EXERCISE PROMPT:
Could you rewrite all of the data below as a numbered list, with no blank lines and no pictures?

SUPPLIED RECORDS:
· · · · ·

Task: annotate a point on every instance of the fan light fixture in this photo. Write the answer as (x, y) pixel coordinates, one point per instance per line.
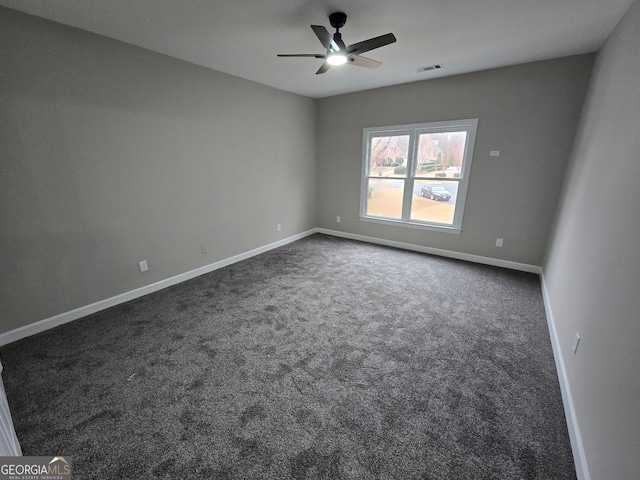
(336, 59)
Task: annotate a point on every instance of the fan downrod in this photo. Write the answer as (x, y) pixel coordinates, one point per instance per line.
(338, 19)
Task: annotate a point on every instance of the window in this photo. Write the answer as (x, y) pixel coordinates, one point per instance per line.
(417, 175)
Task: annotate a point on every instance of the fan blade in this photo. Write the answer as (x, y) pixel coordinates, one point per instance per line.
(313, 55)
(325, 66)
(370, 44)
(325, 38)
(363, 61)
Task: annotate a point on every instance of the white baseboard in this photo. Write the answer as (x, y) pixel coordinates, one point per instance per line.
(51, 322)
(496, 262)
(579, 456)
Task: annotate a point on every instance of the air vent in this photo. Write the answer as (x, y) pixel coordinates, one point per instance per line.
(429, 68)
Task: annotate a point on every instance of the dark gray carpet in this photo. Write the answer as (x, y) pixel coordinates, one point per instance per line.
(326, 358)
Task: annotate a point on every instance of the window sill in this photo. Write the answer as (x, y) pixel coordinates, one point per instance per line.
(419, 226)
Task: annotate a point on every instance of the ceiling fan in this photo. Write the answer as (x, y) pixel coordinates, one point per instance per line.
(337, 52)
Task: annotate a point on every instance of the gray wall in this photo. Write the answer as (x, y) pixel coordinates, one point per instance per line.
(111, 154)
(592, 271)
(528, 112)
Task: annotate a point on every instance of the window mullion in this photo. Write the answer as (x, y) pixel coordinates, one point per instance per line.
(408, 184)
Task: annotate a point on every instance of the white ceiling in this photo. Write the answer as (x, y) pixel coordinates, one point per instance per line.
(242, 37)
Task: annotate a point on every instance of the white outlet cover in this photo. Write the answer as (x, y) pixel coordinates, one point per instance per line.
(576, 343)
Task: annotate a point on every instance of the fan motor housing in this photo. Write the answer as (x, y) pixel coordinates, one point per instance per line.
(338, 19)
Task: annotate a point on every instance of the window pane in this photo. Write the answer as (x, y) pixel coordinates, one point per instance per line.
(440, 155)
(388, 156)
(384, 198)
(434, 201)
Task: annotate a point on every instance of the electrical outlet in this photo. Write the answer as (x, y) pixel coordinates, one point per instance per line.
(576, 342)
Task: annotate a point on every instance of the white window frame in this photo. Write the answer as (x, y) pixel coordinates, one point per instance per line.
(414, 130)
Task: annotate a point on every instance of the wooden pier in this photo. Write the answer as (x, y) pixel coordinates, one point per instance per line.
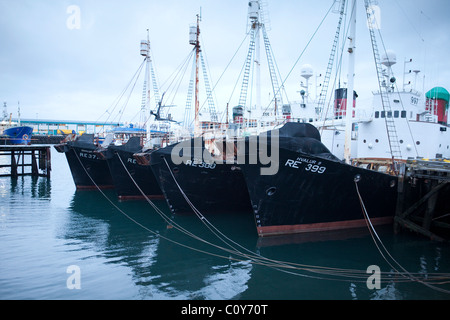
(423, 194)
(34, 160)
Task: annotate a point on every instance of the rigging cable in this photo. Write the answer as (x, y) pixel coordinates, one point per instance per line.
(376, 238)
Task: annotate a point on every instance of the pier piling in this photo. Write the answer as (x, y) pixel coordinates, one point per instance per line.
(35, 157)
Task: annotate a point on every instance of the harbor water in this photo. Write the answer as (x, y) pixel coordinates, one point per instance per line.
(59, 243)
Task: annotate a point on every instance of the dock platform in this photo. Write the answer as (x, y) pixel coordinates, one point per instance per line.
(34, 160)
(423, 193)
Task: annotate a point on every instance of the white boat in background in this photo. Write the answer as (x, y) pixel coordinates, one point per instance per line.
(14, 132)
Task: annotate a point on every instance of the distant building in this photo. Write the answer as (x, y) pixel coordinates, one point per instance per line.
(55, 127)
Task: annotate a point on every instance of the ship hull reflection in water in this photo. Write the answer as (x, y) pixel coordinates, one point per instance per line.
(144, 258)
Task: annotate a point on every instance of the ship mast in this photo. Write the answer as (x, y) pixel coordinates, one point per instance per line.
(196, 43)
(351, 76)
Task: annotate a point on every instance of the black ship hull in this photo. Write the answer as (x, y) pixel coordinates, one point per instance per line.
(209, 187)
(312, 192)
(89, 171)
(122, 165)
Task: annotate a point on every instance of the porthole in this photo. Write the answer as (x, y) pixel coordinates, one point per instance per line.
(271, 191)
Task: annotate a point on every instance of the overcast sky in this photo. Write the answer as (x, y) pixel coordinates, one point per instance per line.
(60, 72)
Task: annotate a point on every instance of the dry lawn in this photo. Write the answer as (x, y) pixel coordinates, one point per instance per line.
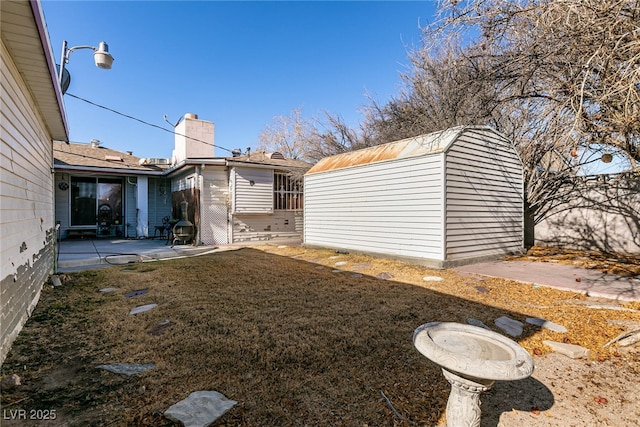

· · · · ·

RESULT BELOW:
1. Task: annotate a point on every instance of the fan light fixture in this photo. Write the answer as (x, y) pixel coordinates, one point per instance per line.
2. (336, 59)
3. Task: annotate a point on every instance of the fan downrod in this photo. Write the answer as (x, y) pixel coordinates, one point per instance per line.
4. (338, 19)
5. Task: annotate a point on every instance of the window in this photo. Write the answer as (x, y) pixel coordinates, one point per instance per line.
6. (417, 175)
7. Task: annotate a point on every instance of the fan blade in this photo. Write the answer as (x, y) pixel coordinates, one point per instance per line.
8. (313, 55)
9. (325, 66)
10. (370, 44)
11. (325, 38)
12. (363, 61)
13. Task: annotate a point on every instance of the white baseboard in this photo. Write the answer as (x, y) pixel coordinates, one point per instance per line.
14. (51, 322)
15. (496, 262)
16. (579, 456)
17. Task: annotate a point on every instance of the air vent in this photo. Write the answer as (x, y) pixel coordinates, one point per instance per line.
18. (429, 68)
19. Task: annotate a point on every instance of the dark gray carpet in this photo. Write the answer as (x, y) pixel coordinates, one point per instance per line.
20. (326, 358)
21. Task: annotate a point on every instance of the window sill in this photo. Write the answer as (x, y) pixel coordinates, one point per instance per line.
22. (419, 226)
23. Task: annotate a point on every instance of the ceiling fan in this photo. Write the answer as (x, y) pixel coordinates, one point per instance per line.
24. (337, 52)
25. Task: annotate a point on every instance of the gray wall in this photo. Write the answer as (x, y) pixel coordinates, one point per instance per line.
26. (111, 154)
27. (592, 271)
28. (528, 112)
29. Task: annotate a point on every instance of the window mullion in this photo. Write the answer as (x, y) pixel coordinates, one point per instance per line.
30. (408, 184)
31. Task: annotate a point on every instance of the white ceiling in this photo. Write the answer as (x, y) pixel coordinates, one point per instance per line.
32. (242, 37)
33. Task: annotate a point on every instance of the white outlet cover in this photo. Write the answer as (x, y) pixel coordinates, one point per instance per line.
34. (576, 343)
35. Task: annotate a point on every instance of the fan motor housing in this photo. Write the answer as (x, y) pixel coordinates, one point per instance per line.
36. (338, 19)
37. Task: annotate a point on every instance of the window pane in this photo. Write the answer as (x, y) pixel coordinates, one point per instance per line.
38. (440, 155)
39. (388, 156)
40. (384, 198)
41. (434, 201)
42. Task: annotate a point on every instance of the electrical outlet in this photo. Write the answer as (x, y) pixel coordinates, one point per instance per line.
43. (576, 342)
44. Task: annotate a point on every instance of the white window frame in this photo. Write the answer as (x, y) pixel coordinates, one point per instance per line.
45. (414, 130)
46. Task: annotate a point on every instance of the wooden pier in this photo. Write the answer as (x, y) pixel coordinates, one point per instance per line.
47. (423, 194)
48. (34, 160)
49. Task: annotate a point on every instance of the rigging cable in this photo. Write the answer as (x, y) pixel coordinates, one point per instance per line.
50. (376, 238)
51. Task: annotate a point on every instance of the pier piling in this photo. Write the answer as (x, y) pixel coordinates, one point per instance per line.
52. (35, 157)
53. Task: annotate a point on every instance of the harbor water in this photo. Write the answer as (x, y) pixel coordinates, one point per instance per line.
54. (59, 243)
55. Task: annotate a point on every instance of the dock platform in this photo. Write the answer as (x, y) pixel coordinates, one point per instance per line.
56. (34, 160)
57. (423, 193)
58. Task: annotate a point on every instance of the white boat in background in this photo. Write the answer as (x, y) pixel coordinates, one point per instance per line.
59. (14, 132)
60. Task: annotate a point on every instance of the distant building in this photo. Write the answer as (x, y) pixel coordinates, one point per instance per line.
61. (55, 127)
62. Task: annotate a point on every instance of the ship hull reflection in water in this photo. Write the answer as (x, y) pixel coordinates, one point per instance per line.
63. (144, 258)
64. Task: annotate a point on every instance of the ship mast in this photo. Write the answer as (x, y) pixel coordinates, one point per instance per line.
65. (196, 43)
66. (351, 76)
67. Task: annotate a point on every instance of the black ship hull in this photo. Write the answer as (x, y) pixel coordinates, one point per instance per line.
68. (209, 187)
69. (312, 192)
70. (89, 171)
71. (122, 165)
72. Task: annotate a point on every instance of the porthole in this photo. Write the answer as (x, y) pixel coordinates, one point per instance per line.
73. (271, 191)
74. Task: annotate a point on every instance of the overcast sky in this photo. Write the answer as (x, y) pixel coordinates, one point per instance per line.
75. (60, 72)
76. Task: annotate a point on every instance of the dry lawn in this photo. Write the answer as (x, y) pixel coordinates, one point per instance per line.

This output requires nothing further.